Data shown>
■ ■ ■ ■ ■ ■ ■
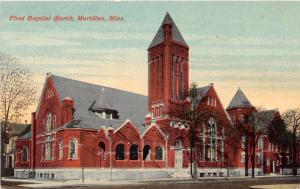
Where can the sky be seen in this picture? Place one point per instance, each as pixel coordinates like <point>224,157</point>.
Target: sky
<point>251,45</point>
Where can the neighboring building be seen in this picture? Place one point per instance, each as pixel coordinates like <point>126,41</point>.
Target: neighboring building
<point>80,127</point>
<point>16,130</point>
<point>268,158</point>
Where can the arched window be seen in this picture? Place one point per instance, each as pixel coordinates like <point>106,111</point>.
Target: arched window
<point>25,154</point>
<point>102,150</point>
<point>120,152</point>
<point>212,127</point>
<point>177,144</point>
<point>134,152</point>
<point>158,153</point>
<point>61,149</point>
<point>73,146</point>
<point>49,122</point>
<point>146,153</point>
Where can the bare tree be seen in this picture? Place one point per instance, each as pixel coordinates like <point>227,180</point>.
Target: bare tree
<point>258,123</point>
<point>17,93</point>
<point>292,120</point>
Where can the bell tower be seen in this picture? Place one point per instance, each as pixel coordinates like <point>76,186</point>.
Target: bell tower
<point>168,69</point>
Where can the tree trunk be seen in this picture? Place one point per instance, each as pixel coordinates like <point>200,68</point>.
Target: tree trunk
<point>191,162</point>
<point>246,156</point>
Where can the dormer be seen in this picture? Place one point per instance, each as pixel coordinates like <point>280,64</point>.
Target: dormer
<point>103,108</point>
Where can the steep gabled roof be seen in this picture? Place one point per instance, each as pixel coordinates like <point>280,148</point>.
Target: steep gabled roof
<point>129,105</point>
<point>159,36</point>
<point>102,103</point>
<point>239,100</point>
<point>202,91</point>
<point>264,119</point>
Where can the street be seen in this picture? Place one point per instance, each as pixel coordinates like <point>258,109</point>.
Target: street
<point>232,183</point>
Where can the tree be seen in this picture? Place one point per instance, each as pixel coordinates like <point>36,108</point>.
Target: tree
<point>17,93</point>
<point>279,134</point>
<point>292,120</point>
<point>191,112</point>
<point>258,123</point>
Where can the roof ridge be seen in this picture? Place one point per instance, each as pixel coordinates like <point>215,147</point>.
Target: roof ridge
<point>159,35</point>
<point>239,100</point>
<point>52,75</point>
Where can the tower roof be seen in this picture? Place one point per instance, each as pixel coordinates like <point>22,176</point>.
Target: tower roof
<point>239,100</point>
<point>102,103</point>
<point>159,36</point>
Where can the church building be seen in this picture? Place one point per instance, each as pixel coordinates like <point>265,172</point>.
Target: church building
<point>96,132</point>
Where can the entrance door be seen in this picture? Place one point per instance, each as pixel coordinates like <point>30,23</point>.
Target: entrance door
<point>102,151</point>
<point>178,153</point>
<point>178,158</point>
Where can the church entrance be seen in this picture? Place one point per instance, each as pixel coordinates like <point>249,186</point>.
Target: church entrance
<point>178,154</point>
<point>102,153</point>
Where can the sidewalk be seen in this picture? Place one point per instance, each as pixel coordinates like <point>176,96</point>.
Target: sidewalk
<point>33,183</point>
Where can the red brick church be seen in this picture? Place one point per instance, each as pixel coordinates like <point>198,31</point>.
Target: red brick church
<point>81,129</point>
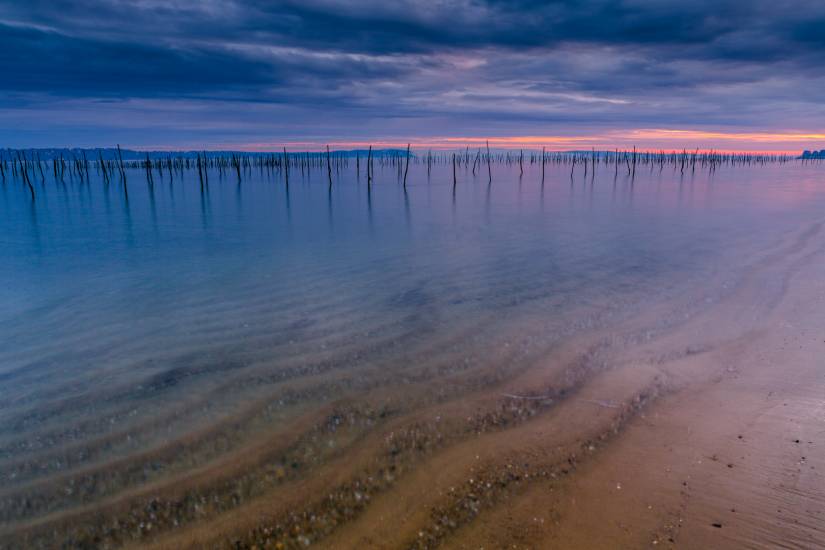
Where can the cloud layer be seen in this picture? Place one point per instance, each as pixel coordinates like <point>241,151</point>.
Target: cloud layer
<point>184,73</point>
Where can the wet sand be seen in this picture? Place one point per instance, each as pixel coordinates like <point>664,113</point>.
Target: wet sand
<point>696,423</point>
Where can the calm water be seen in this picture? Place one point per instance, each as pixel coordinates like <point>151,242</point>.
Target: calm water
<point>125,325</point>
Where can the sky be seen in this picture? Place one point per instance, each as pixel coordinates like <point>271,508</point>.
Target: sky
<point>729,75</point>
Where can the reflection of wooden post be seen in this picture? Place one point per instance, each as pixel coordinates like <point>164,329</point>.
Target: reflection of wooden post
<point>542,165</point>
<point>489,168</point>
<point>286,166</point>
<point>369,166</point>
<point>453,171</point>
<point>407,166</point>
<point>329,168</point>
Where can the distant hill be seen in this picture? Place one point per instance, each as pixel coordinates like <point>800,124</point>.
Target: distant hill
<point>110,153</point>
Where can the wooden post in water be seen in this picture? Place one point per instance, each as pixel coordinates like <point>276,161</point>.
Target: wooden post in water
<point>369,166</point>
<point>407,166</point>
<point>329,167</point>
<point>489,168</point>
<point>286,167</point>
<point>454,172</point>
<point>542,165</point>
■ ■ ■ ■ ■ ■ ■
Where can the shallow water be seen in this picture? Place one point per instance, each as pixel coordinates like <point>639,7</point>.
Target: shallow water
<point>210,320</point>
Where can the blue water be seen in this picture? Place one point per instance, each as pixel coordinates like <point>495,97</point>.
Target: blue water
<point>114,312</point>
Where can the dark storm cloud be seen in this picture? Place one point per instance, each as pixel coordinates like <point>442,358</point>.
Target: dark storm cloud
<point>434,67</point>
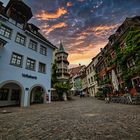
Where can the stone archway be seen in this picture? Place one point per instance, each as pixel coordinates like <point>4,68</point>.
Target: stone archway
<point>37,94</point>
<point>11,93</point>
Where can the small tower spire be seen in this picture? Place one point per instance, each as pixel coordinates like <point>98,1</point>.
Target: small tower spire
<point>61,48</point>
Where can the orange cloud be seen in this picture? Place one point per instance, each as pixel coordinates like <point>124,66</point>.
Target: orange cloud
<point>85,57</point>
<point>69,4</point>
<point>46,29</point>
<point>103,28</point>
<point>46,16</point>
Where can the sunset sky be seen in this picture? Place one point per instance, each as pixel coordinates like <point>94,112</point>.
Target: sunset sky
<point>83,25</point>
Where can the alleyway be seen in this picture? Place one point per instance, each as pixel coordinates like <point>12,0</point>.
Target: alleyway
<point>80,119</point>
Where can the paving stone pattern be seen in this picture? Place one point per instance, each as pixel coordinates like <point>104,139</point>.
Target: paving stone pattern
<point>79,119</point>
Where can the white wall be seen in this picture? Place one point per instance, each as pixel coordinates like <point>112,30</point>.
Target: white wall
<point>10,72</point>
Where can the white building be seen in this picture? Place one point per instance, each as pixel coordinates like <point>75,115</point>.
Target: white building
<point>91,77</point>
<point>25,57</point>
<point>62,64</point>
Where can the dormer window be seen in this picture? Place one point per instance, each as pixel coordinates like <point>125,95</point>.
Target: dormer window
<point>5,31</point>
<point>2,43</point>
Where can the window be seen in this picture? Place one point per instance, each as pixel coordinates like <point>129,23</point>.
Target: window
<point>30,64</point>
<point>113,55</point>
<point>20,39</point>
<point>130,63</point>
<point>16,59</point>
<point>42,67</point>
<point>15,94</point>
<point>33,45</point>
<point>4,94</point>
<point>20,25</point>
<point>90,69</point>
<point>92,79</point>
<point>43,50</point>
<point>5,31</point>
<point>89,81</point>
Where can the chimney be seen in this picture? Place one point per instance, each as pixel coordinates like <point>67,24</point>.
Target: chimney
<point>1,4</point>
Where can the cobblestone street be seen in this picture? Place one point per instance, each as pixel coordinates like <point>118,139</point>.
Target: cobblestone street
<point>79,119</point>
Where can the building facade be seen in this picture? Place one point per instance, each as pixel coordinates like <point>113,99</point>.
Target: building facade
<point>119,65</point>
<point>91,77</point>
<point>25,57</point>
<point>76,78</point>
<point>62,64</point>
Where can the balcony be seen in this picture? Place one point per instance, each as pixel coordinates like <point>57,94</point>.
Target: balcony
■ ■ ■ ■ ■ ■ ■
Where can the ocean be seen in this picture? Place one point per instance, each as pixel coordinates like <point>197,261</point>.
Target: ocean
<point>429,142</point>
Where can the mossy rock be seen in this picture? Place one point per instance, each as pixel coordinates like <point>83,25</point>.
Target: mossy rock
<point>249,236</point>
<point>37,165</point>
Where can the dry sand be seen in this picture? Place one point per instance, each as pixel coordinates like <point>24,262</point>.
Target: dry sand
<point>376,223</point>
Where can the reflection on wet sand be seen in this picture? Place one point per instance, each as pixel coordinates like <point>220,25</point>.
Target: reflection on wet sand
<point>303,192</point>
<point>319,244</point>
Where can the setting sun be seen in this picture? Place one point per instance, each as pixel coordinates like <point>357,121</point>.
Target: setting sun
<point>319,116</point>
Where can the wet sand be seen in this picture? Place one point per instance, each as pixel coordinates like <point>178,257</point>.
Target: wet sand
■ ■ ■ ■ ■ ■ ■
Set problem> Copy every row from the one that contains "coordinates like <point>224,157</point>." down to the one that contains "<point>146,153</point>", keeping both of those rows and changing nothing.

Solution to this exercise>
Where can the sky be seen in this picture? Place one point per instance, each as pixel coordinates like <point>224,157</point>.
Target: sky
<point>251,45</point>
Where can the neighboring building be seen in this picture? Place one point per instance, each as pixel coordinates like <point>126,41</point>.
Target: neighboring building
<point>80,127</point>
<point>16,130</point>
<point>268,158</point>
Where can the arched window be seen in this picture? Place one point per instance, each as pixel coordinates like <point>106,111</point>.
Target: arched window
<point>25,154</point>
<point>102,150</point>
<point>120,152</point>
<point>212,127</point>
<point>177,144</point>
<point>134,152</point>
<point>158,153</point>
<point>61,149</point>
<point>73,146</point>
<point>49,122</point>
<point>146,153</point>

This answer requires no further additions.